- **Task directions**: Scan each line of the records for the word "water" and extract the ones that have it.
'''
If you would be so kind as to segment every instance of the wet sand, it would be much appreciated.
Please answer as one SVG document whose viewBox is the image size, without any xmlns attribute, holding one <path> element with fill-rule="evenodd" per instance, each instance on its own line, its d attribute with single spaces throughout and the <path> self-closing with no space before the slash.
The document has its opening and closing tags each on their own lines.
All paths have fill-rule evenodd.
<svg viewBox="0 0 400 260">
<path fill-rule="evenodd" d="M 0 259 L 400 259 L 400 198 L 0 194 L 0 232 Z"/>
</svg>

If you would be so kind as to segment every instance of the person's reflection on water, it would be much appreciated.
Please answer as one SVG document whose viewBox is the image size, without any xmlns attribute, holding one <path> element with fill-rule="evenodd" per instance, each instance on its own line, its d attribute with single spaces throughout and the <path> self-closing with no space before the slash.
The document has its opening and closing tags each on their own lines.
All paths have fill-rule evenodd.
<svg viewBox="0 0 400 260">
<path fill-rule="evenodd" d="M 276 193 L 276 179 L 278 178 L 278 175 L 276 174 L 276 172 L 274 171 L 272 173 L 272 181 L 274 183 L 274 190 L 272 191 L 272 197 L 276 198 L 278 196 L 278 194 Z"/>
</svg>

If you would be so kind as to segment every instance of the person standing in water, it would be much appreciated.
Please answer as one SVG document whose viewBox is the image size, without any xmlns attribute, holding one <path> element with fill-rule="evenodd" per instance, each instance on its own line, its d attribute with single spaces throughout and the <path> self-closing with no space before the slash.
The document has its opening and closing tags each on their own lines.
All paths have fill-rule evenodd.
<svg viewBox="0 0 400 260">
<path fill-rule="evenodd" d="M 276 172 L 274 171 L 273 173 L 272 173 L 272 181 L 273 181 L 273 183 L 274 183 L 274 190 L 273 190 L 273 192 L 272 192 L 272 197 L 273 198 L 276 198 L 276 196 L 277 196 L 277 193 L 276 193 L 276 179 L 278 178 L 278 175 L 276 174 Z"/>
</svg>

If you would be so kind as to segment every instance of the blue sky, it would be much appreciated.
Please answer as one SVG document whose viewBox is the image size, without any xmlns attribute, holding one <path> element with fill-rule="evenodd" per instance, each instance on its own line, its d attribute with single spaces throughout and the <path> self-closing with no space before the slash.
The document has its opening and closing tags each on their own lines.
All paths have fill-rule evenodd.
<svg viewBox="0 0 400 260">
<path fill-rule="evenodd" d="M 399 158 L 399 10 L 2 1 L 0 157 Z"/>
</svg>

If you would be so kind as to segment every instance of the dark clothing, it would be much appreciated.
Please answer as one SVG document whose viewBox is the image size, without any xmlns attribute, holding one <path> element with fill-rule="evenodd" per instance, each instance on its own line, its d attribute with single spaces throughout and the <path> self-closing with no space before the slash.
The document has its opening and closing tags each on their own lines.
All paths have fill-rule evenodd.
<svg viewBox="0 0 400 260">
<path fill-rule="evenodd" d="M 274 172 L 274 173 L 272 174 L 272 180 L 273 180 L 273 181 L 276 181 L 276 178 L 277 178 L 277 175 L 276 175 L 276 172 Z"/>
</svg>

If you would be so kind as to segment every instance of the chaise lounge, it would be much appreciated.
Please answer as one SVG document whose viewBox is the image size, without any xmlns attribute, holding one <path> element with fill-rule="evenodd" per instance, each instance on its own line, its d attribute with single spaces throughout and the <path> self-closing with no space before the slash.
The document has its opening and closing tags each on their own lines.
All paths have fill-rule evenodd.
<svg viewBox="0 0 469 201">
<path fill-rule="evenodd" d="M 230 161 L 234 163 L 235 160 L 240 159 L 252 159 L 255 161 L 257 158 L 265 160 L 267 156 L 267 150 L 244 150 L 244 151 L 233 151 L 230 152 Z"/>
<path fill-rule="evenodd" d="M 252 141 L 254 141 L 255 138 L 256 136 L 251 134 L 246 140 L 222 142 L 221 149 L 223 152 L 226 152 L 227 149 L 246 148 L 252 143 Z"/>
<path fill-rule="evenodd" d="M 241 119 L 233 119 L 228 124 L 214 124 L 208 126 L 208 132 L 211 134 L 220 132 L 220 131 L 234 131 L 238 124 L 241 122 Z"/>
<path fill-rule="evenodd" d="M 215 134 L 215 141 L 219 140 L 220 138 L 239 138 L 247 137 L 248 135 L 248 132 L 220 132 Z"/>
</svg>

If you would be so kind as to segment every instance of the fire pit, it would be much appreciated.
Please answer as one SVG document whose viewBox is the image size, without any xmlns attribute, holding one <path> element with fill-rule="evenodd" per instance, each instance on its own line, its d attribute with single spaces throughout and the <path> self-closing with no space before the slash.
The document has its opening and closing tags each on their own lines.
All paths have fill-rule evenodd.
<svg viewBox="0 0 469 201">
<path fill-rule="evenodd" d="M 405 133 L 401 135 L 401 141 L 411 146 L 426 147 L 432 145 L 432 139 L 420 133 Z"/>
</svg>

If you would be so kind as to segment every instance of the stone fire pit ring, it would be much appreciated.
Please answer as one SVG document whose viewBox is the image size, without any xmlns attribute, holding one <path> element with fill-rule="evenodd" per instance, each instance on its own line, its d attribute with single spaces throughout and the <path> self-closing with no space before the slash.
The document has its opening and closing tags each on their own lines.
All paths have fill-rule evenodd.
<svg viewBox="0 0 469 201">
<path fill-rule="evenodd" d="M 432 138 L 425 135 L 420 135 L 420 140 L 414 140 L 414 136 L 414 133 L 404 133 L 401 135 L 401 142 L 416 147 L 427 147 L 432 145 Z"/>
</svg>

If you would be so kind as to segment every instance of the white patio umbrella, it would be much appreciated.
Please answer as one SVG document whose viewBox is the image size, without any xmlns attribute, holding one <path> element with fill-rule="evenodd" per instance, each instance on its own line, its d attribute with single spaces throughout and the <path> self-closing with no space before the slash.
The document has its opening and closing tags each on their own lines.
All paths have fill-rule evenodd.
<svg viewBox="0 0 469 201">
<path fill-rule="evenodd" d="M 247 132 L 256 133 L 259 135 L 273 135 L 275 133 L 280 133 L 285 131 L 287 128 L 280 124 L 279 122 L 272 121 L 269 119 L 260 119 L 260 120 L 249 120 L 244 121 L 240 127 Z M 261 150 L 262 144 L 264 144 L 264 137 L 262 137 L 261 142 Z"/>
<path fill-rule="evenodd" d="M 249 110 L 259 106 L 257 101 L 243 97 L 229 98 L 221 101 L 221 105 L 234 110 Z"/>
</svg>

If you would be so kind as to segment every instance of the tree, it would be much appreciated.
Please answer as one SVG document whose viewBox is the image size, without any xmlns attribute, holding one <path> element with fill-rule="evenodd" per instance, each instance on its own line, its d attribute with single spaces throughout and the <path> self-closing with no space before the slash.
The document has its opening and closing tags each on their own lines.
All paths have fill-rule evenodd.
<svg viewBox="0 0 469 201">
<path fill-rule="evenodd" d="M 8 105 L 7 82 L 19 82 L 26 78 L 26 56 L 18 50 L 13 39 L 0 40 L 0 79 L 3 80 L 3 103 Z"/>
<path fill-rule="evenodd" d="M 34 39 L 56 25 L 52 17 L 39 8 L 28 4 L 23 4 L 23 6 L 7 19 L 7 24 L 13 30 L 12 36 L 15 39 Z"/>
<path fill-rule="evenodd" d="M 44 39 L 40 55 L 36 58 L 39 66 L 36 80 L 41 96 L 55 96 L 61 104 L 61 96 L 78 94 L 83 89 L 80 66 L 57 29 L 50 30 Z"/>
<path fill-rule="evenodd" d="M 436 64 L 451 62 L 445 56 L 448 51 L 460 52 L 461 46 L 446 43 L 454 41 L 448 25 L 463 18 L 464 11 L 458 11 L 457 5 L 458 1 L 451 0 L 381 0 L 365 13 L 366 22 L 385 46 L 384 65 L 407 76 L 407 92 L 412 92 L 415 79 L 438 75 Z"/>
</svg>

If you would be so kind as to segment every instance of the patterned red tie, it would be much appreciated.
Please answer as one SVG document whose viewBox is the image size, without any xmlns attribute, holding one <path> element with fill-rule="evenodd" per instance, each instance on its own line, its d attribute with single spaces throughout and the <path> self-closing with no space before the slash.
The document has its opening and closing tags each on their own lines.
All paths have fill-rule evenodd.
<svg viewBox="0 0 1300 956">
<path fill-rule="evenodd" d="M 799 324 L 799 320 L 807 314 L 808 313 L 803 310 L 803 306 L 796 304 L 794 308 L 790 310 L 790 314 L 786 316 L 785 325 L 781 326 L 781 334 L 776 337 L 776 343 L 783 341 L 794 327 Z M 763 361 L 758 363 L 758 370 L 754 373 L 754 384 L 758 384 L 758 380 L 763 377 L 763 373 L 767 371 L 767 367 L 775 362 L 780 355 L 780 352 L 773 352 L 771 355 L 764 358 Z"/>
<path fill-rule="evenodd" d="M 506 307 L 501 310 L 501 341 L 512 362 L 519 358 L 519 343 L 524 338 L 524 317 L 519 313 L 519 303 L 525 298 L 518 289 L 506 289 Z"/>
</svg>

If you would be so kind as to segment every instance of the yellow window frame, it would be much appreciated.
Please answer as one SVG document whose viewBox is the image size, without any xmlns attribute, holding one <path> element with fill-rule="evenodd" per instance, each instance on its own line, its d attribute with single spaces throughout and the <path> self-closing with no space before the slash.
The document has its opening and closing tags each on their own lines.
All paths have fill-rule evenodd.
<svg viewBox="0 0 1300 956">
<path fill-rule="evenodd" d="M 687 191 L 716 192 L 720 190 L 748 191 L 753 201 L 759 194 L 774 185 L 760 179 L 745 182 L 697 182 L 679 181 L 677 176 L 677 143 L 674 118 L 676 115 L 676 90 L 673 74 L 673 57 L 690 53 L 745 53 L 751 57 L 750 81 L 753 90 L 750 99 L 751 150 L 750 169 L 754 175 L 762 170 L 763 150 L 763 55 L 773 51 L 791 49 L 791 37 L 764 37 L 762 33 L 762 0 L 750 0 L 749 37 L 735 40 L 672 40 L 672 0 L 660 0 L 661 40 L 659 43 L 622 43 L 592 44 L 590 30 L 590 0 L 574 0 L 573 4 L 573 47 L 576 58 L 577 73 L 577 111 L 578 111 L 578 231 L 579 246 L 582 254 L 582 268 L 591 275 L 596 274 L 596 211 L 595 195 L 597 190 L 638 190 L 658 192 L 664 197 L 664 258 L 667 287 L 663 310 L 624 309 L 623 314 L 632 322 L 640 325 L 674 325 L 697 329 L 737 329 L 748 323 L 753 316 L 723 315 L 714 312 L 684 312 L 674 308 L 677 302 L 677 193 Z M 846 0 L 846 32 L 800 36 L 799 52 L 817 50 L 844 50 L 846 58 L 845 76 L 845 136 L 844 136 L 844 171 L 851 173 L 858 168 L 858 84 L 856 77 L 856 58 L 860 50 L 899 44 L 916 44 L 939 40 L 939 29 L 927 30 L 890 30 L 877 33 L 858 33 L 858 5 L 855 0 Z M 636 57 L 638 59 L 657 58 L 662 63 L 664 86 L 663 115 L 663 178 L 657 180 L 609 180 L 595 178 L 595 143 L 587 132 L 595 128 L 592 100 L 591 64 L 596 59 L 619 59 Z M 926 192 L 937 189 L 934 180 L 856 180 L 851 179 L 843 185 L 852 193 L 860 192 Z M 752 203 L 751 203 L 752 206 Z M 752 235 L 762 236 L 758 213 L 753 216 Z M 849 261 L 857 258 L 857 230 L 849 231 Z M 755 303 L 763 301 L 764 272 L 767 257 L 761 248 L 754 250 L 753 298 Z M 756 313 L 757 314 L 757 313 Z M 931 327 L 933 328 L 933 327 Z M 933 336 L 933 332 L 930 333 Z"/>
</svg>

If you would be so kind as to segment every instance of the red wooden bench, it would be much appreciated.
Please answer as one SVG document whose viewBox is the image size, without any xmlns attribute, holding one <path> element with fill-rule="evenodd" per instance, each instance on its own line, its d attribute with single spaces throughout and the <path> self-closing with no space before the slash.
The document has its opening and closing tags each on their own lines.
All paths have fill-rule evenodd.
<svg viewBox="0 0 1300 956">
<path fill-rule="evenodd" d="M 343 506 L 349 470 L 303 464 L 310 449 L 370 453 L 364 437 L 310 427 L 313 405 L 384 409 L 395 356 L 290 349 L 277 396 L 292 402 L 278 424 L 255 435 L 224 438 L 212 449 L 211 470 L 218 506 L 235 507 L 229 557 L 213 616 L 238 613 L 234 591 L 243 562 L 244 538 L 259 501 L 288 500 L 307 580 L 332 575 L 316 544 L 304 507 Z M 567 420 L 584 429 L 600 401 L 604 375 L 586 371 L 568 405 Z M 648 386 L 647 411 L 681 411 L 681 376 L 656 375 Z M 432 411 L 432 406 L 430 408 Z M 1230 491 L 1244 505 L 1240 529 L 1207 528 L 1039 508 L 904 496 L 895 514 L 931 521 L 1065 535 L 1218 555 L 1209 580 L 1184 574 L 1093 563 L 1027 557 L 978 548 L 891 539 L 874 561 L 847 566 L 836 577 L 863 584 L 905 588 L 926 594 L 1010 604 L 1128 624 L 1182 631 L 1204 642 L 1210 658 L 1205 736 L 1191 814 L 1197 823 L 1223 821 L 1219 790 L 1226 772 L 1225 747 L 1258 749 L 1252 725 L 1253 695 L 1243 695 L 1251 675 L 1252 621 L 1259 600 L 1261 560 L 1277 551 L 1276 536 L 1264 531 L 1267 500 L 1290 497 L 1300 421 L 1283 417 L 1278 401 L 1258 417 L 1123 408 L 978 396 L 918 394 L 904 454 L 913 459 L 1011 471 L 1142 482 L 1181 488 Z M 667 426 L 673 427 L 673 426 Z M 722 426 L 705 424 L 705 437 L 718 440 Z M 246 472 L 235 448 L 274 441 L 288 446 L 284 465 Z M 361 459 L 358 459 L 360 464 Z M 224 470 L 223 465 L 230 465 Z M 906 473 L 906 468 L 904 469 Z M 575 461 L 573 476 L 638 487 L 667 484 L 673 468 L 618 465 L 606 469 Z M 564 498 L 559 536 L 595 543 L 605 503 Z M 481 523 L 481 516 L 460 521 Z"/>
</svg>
'''
- **Result of this task**:
If you would be so kind as to segment every instance of the person's reflection on water, it would be much appreciated.
If you would be so kind as to segment every instance of the person standing in water, it would be much appreciated.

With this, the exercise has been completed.